Dataset entries:
%%

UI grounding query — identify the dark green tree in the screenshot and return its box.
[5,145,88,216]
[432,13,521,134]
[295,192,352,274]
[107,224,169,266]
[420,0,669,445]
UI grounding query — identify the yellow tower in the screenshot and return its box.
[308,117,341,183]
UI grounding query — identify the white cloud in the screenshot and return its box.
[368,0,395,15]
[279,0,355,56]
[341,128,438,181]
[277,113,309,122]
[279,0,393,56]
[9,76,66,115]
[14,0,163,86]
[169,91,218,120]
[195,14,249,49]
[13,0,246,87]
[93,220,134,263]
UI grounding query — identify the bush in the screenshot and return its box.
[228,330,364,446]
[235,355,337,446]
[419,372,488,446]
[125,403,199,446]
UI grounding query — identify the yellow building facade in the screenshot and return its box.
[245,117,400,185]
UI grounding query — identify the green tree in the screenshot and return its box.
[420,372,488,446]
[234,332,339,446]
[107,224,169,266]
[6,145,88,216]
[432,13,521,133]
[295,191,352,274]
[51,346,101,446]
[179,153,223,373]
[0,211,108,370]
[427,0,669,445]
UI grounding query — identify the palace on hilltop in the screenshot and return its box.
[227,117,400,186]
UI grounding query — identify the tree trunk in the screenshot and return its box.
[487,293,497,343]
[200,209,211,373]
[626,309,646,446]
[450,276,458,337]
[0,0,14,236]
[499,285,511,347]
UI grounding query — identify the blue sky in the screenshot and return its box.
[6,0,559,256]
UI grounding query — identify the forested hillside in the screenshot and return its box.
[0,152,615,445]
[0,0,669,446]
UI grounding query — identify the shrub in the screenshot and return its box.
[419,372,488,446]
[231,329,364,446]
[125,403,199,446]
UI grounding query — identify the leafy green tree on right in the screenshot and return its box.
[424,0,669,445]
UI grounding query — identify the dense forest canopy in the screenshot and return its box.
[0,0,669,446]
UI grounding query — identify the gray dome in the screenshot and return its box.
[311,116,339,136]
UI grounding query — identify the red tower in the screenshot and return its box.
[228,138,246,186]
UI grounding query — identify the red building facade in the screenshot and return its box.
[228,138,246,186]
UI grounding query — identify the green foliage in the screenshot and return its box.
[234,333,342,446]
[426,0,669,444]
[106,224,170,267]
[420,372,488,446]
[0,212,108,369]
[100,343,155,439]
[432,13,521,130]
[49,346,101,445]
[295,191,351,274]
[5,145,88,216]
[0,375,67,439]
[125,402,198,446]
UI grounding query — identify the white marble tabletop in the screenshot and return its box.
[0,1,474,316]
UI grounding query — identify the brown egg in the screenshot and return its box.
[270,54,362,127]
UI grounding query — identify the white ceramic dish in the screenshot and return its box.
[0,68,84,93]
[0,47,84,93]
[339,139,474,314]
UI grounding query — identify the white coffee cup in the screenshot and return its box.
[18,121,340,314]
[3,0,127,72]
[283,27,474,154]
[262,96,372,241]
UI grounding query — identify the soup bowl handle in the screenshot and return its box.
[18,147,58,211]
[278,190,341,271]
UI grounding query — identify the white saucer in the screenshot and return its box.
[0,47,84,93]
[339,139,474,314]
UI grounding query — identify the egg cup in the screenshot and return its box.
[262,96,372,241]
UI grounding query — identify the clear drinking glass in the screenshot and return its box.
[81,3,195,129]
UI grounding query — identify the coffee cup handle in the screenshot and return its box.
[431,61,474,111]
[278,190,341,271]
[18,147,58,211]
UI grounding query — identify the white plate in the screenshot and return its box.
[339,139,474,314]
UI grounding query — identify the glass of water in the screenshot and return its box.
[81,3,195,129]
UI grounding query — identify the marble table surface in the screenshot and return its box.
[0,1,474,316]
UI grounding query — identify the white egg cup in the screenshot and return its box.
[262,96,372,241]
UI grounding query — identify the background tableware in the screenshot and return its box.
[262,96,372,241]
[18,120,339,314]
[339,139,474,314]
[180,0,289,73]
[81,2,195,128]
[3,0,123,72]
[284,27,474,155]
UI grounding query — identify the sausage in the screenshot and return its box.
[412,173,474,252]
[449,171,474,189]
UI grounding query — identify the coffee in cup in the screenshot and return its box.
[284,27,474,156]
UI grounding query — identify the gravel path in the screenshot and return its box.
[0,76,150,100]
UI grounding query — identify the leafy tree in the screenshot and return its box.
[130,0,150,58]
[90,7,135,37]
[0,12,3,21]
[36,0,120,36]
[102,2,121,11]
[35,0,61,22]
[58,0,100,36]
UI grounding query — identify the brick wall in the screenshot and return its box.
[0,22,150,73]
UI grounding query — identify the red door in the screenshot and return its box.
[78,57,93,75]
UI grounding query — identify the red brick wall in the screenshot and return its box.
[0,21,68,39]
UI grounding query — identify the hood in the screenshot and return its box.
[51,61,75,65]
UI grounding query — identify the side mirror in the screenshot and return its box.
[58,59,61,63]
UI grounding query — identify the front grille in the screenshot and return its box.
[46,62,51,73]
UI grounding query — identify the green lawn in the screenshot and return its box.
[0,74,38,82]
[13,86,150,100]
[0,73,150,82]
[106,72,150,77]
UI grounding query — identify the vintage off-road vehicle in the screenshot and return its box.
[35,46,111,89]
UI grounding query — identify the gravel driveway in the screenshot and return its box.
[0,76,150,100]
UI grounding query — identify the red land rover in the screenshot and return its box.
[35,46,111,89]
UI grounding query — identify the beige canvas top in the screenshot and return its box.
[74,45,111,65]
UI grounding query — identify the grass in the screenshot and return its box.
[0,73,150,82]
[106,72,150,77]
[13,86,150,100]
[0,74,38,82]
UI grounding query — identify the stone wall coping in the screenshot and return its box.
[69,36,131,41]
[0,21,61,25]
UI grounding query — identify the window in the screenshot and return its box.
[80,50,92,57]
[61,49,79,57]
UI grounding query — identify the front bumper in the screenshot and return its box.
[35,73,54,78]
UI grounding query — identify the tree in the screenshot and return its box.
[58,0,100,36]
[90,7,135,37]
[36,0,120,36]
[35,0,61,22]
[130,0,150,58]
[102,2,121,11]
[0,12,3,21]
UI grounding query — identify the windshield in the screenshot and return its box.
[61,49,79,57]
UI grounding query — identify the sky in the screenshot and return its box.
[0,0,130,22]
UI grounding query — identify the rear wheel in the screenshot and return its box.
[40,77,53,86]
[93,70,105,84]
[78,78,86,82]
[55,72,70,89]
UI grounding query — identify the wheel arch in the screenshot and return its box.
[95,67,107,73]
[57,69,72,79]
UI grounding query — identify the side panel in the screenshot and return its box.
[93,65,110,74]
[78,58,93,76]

%%

• Given problem:
Which lines in the records above contain the string "wheel"? Extract every one of them.

• Task result:
UI grounding query — identify the rear wheel in the screenshot and return its box.
UI grounding query — identify the wheel arch in the screenshot and return its box.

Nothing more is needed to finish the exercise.